EXERCISE DATA:

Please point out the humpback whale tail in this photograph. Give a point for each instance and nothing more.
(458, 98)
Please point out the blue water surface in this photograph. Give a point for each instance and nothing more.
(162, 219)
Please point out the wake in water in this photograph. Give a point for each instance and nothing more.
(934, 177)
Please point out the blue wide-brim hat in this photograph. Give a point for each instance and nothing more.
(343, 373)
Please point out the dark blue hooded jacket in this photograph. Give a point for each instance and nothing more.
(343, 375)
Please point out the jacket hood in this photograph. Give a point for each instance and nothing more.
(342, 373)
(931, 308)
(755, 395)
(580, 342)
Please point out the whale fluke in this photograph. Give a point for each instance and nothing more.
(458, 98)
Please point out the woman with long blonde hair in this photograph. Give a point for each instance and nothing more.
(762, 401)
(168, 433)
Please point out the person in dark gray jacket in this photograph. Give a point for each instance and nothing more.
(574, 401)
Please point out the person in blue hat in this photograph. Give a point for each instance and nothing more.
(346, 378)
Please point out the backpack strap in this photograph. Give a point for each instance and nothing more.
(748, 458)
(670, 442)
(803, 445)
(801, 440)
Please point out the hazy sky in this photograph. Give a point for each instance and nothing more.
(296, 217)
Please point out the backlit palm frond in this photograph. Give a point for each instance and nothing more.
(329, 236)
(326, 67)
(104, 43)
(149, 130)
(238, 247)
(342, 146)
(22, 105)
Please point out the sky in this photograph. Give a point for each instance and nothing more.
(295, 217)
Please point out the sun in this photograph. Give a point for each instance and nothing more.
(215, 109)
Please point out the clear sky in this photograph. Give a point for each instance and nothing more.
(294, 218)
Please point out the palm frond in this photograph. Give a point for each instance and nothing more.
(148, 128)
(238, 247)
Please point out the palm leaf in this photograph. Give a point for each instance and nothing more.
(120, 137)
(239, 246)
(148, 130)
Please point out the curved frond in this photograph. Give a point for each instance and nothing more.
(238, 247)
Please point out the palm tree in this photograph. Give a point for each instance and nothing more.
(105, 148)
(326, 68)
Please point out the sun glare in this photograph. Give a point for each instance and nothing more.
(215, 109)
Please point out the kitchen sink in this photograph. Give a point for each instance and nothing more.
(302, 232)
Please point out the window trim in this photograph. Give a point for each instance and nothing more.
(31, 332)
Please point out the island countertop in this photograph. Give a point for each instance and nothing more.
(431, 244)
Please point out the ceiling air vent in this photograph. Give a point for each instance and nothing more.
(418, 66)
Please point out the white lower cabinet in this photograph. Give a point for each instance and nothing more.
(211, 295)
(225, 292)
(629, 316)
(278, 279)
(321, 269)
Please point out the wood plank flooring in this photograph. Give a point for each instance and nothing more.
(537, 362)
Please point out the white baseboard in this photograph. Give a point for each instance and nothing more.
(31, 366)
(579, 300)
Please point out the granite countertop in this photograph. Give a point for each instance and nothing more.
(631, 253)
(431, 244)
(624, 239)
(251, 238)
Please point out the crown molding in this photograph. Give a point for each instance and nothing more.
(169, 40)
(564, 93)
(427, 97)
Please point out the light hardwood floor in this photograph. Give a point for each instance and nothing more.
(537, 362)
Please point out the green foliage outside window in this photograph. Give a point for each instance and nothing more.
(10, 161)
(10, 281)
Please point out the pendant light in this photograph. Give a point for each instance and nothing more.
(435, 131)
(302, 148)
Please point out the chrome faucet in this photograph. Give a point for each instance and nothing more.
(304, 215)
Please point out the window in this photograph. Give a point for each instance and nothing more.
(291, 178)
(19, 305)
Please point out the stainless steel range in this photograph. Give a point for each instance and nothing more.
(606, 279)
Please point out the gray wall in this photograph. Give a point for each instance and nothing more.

WHAT TO WORK ON: Exactly reproduce all of the entries.

RESULT FOR THIS EXERCISE:
Please point out the humpback whale tail in this photograph. Give a point for each instance and nothing more.
(458, 98)
Please point out the blue water surface in this photograph. Give a point for each instance and nothing more.
(162, 219)
Please point out the wake in water in this photograph. Give a point for each instance and nothing more.
(934, 177)
Please point out the blue wide-brim hat in this photograph. Give a point for each instance and nothing more.
(343, 373)
Please point out the dark blue hooded jacket in this photograph. Give a point for each instance and nothing more.
(343, 375)
Please point out the jacket hood in this photograph. Give a point for each instance and nothing more.
(342, 373)
(931, 308)
(755, 395)
(580, 342)
Please point out the whale fluke in this photograph. Give a point for each instance and nothing more.
(458, 98)
Please point out the woman with long blonde hair in this photograph. Give a point for each instance and nothing more.
(762, 401)
(168, 433)
Please point out the person in dark gray jacket in this photograph. Give a point for each instance and nothing more.
(574, 401)
Please point out the person in blue hat in this photograph. Give a point for each instance and nothing more.
(346, 378)
Please point out the backpack strap in this photograph. Give a point for each instance and nothing more.
(748, 458)
(670, 442)
(803, 445)
(801, 440)
Please point out the hazy sky in this photograph. Give a point for each instance and nothing more.
(296, 217)
Please point out the backlit palm frond in this photograph. Give a point for each instance and nothing more.
(329, 236)
(326, 67)
(104, 43)
(149, 130)
(238, 247)
(342, 146)
(22, 105)
Please point out the sky in this photograph. Give a point for each instance and nothing more.
(295, 217)
Please point out the sun in this photograph. Give a point for each instance and nothing more.
(215, 109)
Please point out the clear sky in this photograph. Give a point for each instance and nothing more.
(294, 218)
Please point out the palm frond in this photograph. Give a point for each instance and nothing more.
(148, 128)
(238, 247)
Please point out the palm leaf in this photograph. Give a point for each instance and nothing more.
(120, 137)
(239, 246)
(148, 130)
Please point out the curved frond in this photograph. Give a point for each instance and nothing more.
(238, 247)
Please point out the palm tree in this photograph. Give a point for each instance and nothing more.
(105, 148)
(326, 68)
Please point out the sun glare in this photograph. Give a point for each instance and nothing more.
(215, 109)
Please point out the kitchen sink in this photograph. Give a point for each instance and nothing more.
(302, 232)
Please point out the window trim in this photograph. Give a point for each instance and nothing more.
(31, 332)
Please point out the island countertop in this photograph. Give a point for each instance and nothing more.
(431, 244)
Please point out the ceiling air vent in this photograph. Give a point for each instance and nothing more.
(418, 66)
Please point out the white lower cabinet in this photograph. Give a point for each instance and nothing more.
(211, 295)
(225, 292)
(629, 316)
(278, 279)
(321, 269)
Please point out the wood plank flooring in this photograph. Give a point for each instance and nothing more.
(537, 362)
Please point out the white baseboard in this photograph. Give a point for each instance and nothing more.
(31, 366)
(579, 300)
Please point out the granite countertop in this photograph. Give a point for each instance and nothing more.
(631, 253)
(431, 244)
(624, 239)
(251, 238)
Please point out the crown molding in this photograph. Give a point for each instance and nothing more.
(169, 40)
(564, 93)
(427, 97)
Please point out the light hardwood floor in this photograph. Give a point for each instance and nothing more.
(537, 362)
Please point out the green foliage outside window in this photograph. Give a point for each instance and nothing more.
(10, 161)
(10, 281)
Please point out the pendant light in this photograph. Give a point for each instance and nothing more.
(435, 131)
(302, 148)
Please point out the chrome faucet in this photograph. Give a point for each instance and nothing more.
(304, 215)
Please point out the window in this photograph. Give a point for each instance and nothing more.
(291, 178)
(19, 305)
Please point out the stainless steel range in this photograph. Give a point for each instance and nothing more.
(606, 279)
Please point out the gray wall in this photograph. Give a point for each instance and nothing more.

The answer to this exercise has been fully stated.